**AIM:** Please set down word for word the stretch of the thread on building a Whizzer below, starting with "So how can you" and going on through "too. No biggie.".

**TEXT EXTRACT:**
# How hard is it to build a Whizzer?



## squeedals (Oct 12, 2014)

Been looking for a Whizzer and of course, prices and conditions are all over the board. Thought about getting a Phantom or a Road Master, one that needs a lot of work and using that as a base to build a Whizzer. I was thinking late 40's early 50's and buying a good period H motor and basically doing what a person did when buying the kits back than. Not sure about spoke thickness, cutting the rear fender and clearing the frame for the drive belt, but if I do all the work myself I should be able to build a nice bike from the ground up. I know we always run a the risk of putting more in than we'll ever get out, but sweet rides are running fro $2500 to $4500 and using parts that are period to the year (40's 50's) one could build a nice Whizzer. 

Has anyone attempted it and what are the advantages/pitfalls??


----------



## bricycle (Oct 12, 2014)

Back in the day Whizzers ran .125 spokes. Modern Whizzers ran .100 or .105's, I had .080's and had no probs. Standard .067 spokes pretty narrow tho. I have wheel sets if you need them in .105's.


----------



## squeedals (Oct 12, 2014)

bricycle said:


> Back in the day Whizzers ran .125 spokes. Modern Whizzers ran .100 or .105's, I had .080's and had no probs. Standard .067 spokes pretty narrow tho. I have wheel sets if you need them in .105's.




Thanks Bri. Got to get a bike 1st. Looking at the Road Master a CABER has up. 


Don


----------



## Coaster Brake (Oct 12, 2014)

It's pretty easy to put one together as long as you have all the pieces.
I built mine out of parts, which allowed me to build one exactly as I wanted.





I am running .125 spokes in the rear wheel, but I have heard you can get away with the standard ones.
Personally, I wouldn't go below .105's.


----------



## squeedals (Oct 12, 2014)

Coaster Brake said:


> It's pretty easy to put one together as long as you have all the pieces.
> I built mine out of parts, which allowed me to build one exactly as I wanted.
> 
> 
> ...





So how can you tell if the rear spokes are thick enough? What was standard on say a 47 Road Master?? And it looks like a cut out on the rear fender would do too. No biggie.

**PROVIDED DATA:**
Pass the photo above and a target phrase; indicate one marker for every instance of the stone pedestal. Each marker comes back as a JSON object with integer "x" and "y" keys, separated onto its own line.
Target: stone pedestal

**SOLUTION TO THIS PROBLEM:**
So how can you tell if the rear spokes are thick enough? What was standard on say a 47 Road Master?? And it looks like a cut out on the rear fender would do too. No biggie.